**What you will do:**
- A) In the text about the Collegiate Church of St Endellion, in what year was the church designated Grade I listed?
- B) Continue the text about the Collegiate Church of St Endellion from its last sentence.

**Exercise text:**
>>>
The Collegiate Church of St Endellion stands beside the road to Wadebridge and is a large Perpendiculaty style building of the 15th century noted for its carved stone and woodwork.

The earliest record of the church is in 1260, and in 1288 it is recorded as a collegiate church with four prebends, one of which carried the cure of souls and later became associated with the rectory. The collegiate foundation survived the dissolution of colleges in 1545, when only the rector was resident, and it continues in modified form today. One prebend is held by the Rector, while the others are usually held by incumbents of nearby parishes, including the prebend of Marnay's (St Elen's), commonly attached to Lanhydrock.

A new ecclesiastical parish of Port Isaac was created from St Endellion in 1913, with one prebend forming the endowment of the new benefice. In 1929, Walter Frere, Bishop of Truro, revived the collegiate foundation under new statutes, making the rectoral prebend resident and stipendiary while remaining prebends became honorary but retained spiritual and chapter obligations. St Endellion remains one of only three medieval collegiate foundations in England to continue in active use outside academic institutions, the others being Westminster Abbey, and St George's Chapel, Windsor Castle. The church was designated as Grade I listed in 1969.

A former chapel at Roscarrock was already in ruins by 1814.
<<<
**Collected material:**
>>>
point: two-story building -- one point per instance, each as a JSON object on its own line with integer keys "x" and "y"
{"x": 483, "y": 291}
<<<
**Task-by-task answers:**
- A) 1969

- B)
According to local tradition, St Endelienta asked that her body be placed on a sledge drawn by bullocks and buried where they stopped, the site now occupied by the church.

== Annual events ==
Music festivals are held at Easter and at the end of July: they have been held in the summer since 1959 and at Easter since 1974. Some of the musicians involved formed the Endellion Quartet.

== Notable people ==
- Robert Beheathland (pre 1587 - 1627), one of the founding figures of Jamestown, Virginia, helped establishment of the first successful English colony in North America.
- Luigi Pietro Fortunato Josa, one time archdeacon of Georgetown (British Guiana), served as rector here in 1917–22. Luigi came from an elite Vatican family and served for many years in British Guiana as 'Missionary to the Coolies', he spoke some South Asian and Chinese languages and published one of the first manuals on Hindi language study.
- Dr Rowan Williams (born 1950), former archbishop of Canterbury, was installed as a prebendary at St Endellion Church by the Bishop of Truro, the Right Reverend Tim Thornton, in 2014.
- Florence Cameron: on 25 August 2010 it was announced that the British Prime Minister, David Cameron and his wife Samantha had named their newborn daughter "Florence Rose Endellion" after the village, reflecting the fact she was born while the Cameron family were holidaying in Cornwall.